(Excerpt to read Opens)

Master Thread: Are measurements Everything or Nothing?

Frankly, I think the problem is that there is more than one discussion taking place and people are someone talking past each other.

The first discussion concerns the sound waves produced by a component. In this case, I think that most of us are in agreement, electronics that measure well end up producing the same sound waves. Components that that fail to be discriminated between them in ABX produce either the same sound waves or are beyond the limits of human perception to discriminate when only the sound stimuli is taken into account. There are components that reproduce the signal stored within the recording with more fidelity, those are components that "measure well" by objective standards.

The second discussion concerns the experience of listening to music.
In our daily lives, we listen to music with full knowledge of what's reproducing it, we have bias from the marketing we were subjected to for the components we are listening to. We have bias from preconceptions about how we feel something should be designed and build, that is we have bias for the technical choices made by the manufacturer. We have bias from spending money on a component. We have bias based on how a component looks. We have bias from how the inside looks. We have bias from the name of the brand.

So my answer to your question is that ABX is well suited to answer the question of the fidelity of musical reproduction in the context of auditory stimulus only. ABX is probably ill-suited at predicting the emotional response of a random person listening to music with a set of components.

A person hearing that a piece of music being reproduced with fidelity especially in a sighted context, and the sound waves emitted from a set of components reproducing with fidelity what was on the recording, are not the same thing. Depending on the set of components, the specific recording, the listener, the listening conditions, they sometimes coincide, but not always.

(Excerpt to read Closes)
(Records supplied Opens)

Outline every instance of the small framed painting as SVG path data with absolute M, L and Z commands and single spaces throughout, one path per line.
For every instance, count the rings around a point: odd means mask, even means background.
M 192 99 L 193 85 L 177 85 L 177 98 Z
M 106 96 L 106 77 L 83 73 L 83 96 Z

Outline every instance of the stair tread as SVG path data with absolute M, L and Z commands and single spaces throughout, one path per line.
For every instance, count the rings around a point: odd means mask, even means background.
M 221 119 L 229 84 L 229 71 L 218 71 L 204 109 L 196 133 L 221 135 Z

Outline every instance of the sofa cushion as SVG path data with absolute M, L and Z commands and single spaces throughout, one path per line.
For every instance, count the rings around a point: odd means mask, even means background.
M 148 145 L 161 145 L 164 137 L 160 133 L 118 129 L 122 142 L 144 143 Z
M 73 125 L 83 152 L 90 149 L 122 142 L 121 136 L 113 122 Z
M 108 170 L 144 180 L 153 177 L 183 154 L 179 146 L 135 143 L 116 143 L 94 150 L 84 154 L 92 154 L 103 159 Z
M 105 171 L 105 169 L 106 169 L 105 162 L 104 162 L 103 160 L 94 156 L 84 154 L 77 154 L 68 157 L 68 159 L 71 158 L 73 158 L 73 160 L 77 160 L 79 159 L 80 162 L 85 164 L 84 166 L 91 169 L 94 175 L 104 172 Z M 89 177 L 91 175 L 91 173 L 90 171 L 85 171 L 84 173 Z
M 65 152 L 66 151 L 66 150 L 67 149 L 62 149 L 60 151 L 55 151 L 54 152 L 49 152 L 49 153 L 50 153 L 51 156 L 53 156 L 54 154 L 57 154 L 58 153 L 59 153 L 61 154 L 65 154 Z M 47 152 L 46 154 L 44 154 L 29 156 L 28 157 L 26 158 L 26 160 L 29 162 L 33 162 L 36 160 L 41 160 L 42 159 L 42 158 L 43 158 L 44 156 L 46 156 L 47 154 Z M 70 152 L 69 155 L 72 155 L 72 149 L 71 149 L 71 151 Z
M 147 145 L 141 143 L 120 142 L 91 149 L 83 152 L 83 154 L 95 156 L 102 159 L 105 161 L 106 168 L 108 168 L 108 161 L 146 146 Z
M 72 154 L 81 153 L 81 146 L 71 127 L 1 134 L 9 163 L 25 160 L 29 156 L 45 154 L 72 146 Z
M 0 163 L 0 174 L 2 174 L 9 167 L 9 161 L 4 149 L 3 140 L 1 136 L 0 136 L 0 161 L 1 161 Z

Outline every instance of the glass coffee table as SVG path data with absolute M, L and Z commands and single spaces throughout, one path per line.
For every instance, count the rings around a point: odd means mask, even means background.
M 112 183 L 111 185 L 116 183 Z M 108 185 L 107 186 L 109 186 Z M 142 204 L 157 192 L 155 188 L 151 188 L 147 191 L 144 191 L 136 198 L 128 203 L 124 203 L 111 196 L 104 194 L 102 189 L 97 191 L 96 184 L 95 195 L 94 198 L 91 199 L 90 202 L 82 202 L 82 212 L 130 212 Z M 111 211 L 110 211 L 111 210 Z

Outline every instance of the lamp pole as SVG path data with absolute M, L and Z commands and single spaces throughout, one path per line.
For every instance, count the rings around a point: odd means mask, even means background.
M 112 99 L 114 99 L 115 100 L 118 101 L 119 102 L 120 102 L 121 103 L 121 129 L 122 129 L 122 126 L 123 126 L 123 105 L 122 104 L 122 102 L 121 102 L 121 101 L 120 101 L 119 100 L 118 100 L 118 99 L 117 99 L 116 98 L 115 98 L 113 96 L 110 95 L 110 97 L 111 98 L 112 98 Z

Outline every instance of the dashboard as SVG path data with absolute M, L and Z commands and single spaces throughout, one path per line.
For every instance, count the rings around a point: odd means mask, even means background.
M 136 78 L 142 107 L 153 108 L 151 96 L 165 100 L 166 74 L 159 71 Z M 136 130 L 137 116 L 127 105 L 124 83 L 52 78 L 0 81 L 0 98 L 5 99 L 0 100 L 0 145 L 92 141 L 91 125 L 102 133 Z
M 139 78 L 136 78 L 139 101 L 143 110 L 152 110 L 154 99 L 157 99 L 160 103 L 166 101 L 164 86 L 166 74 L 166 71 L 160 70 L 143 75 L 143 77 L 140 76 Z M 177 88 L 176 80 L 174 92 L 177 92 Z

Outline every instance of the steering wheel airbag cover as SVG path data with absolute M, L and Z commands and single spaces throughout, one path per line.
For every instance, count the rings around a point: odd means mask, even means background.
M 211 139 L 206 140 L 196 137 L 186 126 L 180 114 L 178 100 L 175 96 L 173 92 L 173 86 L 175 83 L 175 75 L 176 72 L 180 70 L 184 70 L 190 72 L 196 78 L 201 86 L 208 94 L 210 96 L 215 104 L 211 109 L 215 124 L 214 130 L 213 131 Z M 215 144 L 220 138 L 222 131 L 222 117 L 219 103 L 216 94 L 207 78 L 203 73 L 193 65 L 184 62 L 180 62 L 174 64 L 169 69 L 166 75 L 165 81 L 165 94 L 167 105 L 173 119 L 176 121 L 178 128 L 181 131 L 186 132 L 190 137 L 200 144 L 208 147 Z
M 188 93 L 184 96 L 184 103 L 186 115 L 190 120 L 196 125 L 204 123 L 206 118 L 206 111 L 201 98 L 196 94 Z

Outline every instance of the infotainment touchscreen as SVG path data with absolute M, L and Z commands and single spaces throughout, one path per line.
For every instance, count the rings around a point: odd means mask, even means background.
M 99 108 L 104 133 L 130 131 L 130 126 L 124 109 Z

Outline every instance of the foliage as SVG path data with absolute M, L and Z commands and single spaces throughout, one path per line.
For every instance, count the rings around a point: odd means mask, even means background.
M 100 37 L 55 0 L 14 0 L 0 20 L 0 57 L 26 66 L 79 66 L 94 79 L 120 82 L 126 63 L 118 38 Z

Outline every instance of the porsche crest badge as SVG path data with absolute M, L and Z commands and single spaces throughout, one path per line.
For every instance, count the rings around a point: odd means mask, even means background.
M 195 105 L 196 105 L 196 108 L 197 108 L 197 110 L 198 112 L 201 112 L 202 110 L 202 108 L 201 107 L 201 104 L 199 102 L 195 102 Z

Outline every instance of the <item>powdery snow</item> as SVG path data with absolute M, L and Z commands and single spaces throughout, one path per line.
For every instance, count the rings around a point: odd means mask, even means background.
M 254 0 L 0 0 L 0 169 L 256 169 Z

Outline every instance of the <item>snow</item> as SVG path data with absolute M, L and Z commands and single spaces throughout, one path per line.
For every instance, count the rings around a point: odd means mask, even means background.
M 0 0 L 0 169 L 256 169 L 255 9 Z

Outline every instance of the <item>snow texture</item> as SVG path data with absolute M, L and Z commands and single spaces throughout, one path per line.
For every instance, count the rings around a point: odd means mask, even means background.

(Records supplied Closes)

▸ Task brief: From the forum post about measurements above, list each source of bias that the post names for listening with full knowledge of the equipment.

▸ Response:
- The marketing we were subjected to for the components
- Preconceptions about how something should be designed and built (the manufacturer's technical choices)
- Spending money on a component
- How a component looks
- How the inside looks
- The name of the brand